• EXERCISE TASK
Please reproduce the material below with "marker" swapped for "point" wherever it occurs, changing nothing else.

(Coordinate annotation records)
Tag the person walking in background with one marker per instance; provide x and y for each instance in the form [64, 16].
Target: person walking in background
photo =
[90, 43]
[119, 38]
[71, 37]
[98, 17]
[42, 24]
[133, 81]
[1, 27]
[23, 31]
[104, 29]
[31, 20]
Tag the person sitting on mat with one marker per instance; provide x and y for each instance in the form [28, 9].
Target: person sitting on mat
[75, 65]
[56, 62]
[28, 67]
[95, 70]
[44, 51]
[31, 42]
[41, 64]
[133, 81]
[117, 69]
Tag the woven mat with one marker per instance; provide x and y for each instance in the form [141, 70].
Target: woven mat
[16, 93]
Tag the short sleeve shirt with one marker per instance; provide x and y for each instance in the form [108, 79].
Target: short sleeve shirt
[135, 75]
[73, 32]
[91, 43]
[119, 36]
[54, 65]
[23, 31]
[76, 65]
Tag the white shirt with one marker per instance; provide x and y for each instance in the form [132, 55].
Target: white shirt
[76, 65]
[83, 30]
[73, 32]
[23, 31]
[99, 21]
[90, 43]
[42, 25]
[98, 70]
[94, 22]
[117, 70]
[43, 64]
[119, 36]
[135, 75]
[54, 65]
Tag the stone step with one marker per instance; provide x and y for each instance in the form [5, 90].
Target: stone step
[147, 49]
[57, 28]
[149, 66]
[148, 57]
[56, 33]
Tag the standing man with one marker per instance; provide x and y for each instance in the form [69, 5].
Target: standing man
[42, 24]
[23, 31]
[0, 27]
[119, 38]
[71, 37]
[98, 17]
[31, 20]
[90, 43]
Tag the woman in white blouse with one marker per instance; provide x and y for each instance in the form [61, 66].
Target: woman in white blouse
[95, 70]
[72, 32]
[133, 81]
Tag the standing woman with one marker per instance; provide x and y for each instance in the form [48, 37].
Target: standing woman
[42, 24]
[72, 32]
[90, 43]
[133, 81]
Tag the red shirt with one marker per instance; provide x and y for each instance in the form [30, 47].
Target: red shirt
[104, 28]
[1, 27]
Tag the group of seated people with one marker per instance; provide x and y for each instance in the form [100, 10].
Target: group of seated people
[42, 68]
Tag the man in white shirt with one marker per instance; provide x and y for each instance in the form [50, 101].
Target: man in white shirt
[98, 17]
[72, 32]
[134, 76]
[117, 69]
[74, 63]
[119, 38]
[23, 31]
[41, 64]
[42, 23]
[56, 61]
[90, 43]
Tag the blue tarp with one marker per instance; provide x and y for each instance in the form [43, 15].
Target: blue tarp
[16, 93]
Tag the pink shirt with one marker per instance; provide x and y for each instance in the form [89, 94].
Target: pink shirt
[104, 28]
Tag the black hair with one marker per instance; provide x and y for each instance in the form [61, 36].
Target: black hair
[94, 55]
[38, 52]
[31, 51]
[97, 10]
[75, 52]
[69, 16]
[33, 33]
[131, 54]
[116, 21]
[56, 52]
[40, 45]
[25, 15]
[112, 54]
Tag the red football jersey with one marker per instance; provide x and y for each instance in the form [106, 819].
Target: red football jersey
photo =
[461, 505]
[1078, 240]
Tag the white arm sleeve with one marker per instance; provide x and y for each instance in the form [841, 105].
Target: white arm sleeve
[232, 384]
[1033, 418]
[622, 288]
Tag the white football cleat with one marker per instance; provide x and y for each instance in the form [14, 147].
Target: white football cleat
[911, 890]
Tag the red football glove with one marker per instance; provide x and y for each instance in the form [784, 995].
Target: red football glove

• TASK RESULT
Tag the person walking in background with one point per instance; provide x and y for each instance in the form [64, 16].
Target: person walking in background
photo =
[90, 43]
[119, 38]
[71, 37]
[98, 17]
[42, 24]
[133, 81]
[1, 27]
[23, 31]
[104, 29]
[31, 20]
Tag the person sitting on mat with one point per instance; provide x and y for each instance in the form [28, 9].
Target: person sitting on mat
[75, 65]
[56, 62]
[28, 67]
[95, 70]
[44, 51]
[31, 42]
[41, 64]
[133, 81]
[117, 69]
Tag the woven mat with one point per instance; provide x and y for each instance in the form [141, 70].
Target: woven mat
[16, 93]
Tag the short sleeve shirt with one point per instance; provide x and y for each instance in the form [108, 79].
Target: short sleeve shirt
[135, 75]
[73, 32]
[91, 43]
[119, 36]
[54, 65]
[23, 31]
[76, 65]
Tag the white shirt with one point per instance; provide x and y for each instance in the form [132, 55].
Target: white shirt
[76, 65]
[83, 30]
[73, 32]
[23, 31]
[99, 21]
[90, 43]
[42, 25]
[98, 70]
[94, 22]
[117, 70]
[43, 64]
[119, 36]
[135, 75]
[54, 65]
Tag the stone step with one point per instance; provide x and y for each instance in the form [5, 90].
Target: stone step
[147, 49]
[57, 28]
[149, 66]
[148, 57]
[56, 33]
Tag the standing man with one point per instance; provide x and y for each instance in the form [69, 5].
Target: standing man
[42, 24]
[23, 31]
[0, 27]
[119, 38]
[71, 37]
[98, 17]
[31, 20]
[90, 43]
Tag the woman in white blouse with one point per instance; provide x and y for each instance in the form [61, 66].
Target: woman in white blouse
[95, 70]
[72, 32]
[133, 81]
Tag the standing woman with one point per instance; provide x and y for each instance in the form [48, 37].
Target: standing woman
[42, 24]
[72, 32]
[90, 43]
[133, 81]
Tag the red shirt with one point per instance; provide x and y for each instance in the form [30, 47].
Target: red shirt
[104, 28]
[1, 27]
Tag the group of seated people with one point per instance; provide x and y for each instance in the form [100, 10].
Target: group of seated people
[42, 68]
Tag the man in white shirt with one point per instance; provide x and y for each instance in the form [50, 101].
Target: man in white shirt
[98, 17]
[72, 32]
[134, 76]
[117, 69]
[74, 63]
[119, 38]
[23, 31]
[41, 64]
[42, 23]
[56, 61]
[90, 43]
Tag the blue tarp with one point per instance; provide x and y for each instance in the form [43, 15].
Target: blue tarp
[16, 93]
Tag the pink shirt with one point per instance; provide x and y for each instance in the form [89, 94].
Target: pink shirt
[104, 28]
Tag the black hair with one point per instance; provide x and y for each instance in the form [61, 36].
Target: black hair
[94, 55]
[38, 52]
[31, 51]
[97, 10]
[75, 52]
[69, 16]
[33, 33]
[131, 54]
[116, 21]
[56, 52]
[40, 45]
[25, 15]
[112, 54]
Tag the red football jersey with one point per instance; provide x and y for each instance in the form [106, 819].
Target: red football jersey
photo =
[461, 505]
[1078, 240]
Tag the white arm sleeve with one point per instance; provide x and y for each instance in the form [841, 105].
Target: white arm sleeve
[232, 384]
[1033, 418]
[622, 288]
Tag the white football cleat with one point per instance; provide x and y for each instance in the form [14, 147].
Target: white football cleat
[911, 890]
Tag the red football glove with one point per instance; provide x and y for each instance in the form [784, 995].
Target: red football glove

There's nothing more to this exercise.